#### What to work on:
An exact, line-by-line copy is needed, beginning at the line with "rough mask: <svg" and ending at the last line of the listing below.
====
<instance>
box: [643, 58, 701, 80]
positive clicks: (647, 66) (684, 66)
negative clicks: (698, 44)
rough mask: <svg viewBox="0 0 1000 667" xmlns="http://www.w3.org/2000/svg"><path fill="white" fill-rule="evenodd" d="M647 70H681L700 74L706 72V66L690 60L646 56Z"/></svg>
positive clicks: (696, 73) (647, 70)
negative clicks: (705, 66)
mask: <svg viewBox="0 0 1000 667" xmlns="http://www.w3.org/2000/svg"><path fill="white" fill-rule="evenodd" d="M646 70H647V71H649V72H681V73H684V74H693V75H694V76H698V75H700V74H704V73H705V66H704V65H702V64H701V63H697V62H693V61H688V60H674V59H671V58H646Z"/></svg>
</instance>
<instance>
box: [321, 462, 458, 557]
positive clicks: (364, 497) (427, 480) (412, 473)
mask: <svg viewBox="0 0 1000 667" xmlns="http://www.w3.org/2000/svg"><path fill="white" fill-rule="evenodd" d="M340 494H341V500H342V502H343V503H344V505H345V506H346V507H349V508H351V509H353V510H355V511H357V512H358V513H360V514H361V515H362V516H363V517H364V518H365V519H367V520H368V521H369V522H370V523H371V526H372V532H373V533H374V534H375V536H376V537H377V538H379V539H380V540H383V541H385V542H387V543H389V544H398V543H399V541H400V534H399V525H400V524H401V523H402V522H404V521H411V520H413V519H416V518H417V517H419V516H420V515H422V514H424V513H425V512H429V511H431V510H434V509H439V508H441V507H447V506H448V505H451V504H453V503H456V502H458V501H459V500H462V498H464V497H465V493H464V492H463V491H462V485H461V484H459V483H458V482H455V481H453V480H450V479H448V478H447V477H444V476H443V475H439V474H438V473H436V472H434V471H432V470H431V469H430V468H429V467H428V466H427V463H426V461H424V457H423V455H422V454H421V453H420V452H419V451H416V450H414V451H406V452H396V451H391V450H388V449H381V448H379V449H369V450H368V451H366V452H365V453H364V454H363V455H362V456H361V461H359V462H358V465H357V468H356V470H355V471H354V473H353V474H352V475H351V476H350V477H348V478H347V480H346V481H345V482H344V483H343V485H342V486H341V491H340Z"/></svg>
====
#### Response:
rough mask: <svg viewBox="0 0 1000 667" xmlns="http://www.w3.org/2000/svg"><path fill="white" fill-rule="evenodd" d="M647 70H681L700 74L706 72V66L690 60L646 56Z"/></svg>
positive clicks: (696, 73) (647, 70)
negative clicks: (705, 66)
mask: <svg viewBox="0 0 1000 667" xmlns="http://www.w3.org/2000/svg"><path fill="white" fill-rule="evenodd" d="M646 70H647V71H649V72H681V73H684V74H693V75H694V76H698V75H700V74H704V73H705V66H704V65H702V64H701V63H697V62H693V61H688V60H674V59H671V58H646Z"/></svg>
</instance>
<instance>
box: [321, 462, 458, 557]
positive clicks: (364, 497) (427, 480) (412, 473)
mask: <svg viewBox="0 0 1000 667" xmlns="http://www.w3.org/2000/svg"><path fill="white" fill-rule="evenodd" d="M340 494H341V500H342V502H343V503H344V505H345V506H346V507H349V508H351V509H353V510H355V511H357V512H358V513H360V514H361V515H362V516H363V517H364V518H365V519H367V520H368V521H369V522H370V523H371V526H372V532H373V533H374V534H375V536H376V537H377V538H379V539H380V540H383V541H385V542H387V543H389V544H398V543H399V541H400V534H399V525H400V524H401V523H402V522H404V521H411V520H413V519H416V518H417V517H419V516H420V515H422V514H424V513H425V512H429V511H431V510H434V509H439V508H441V507H447V506H448V505H451V504H453V503H456V502H458V501H459V500H462V498H464V497H465V493H464V492H463V491H462V485H461V484H459V483H458V482H455V481H453V480H450V479H448V478H447V477H444V476H443V475H439V474H438V473H436V472H434V471H432V470H431V469H430V468H429V467H428V466H427V463H426V461H424V457H423V455H422V454H421V453H420V452H419V451H416V450H414V451H406V452H396V451H391V450H388V449H381V448H379V449H369V450H368V451H366V452H365V453H364V454H363V455H362V456H361V461H359V462H358V465H357V468H356V470H355V471H354V473H353V474H352V475H351V476H350V477H348V478H347V480H346V481H345V482H344V483H343V485H342V486H341V491H340Z"/></svg>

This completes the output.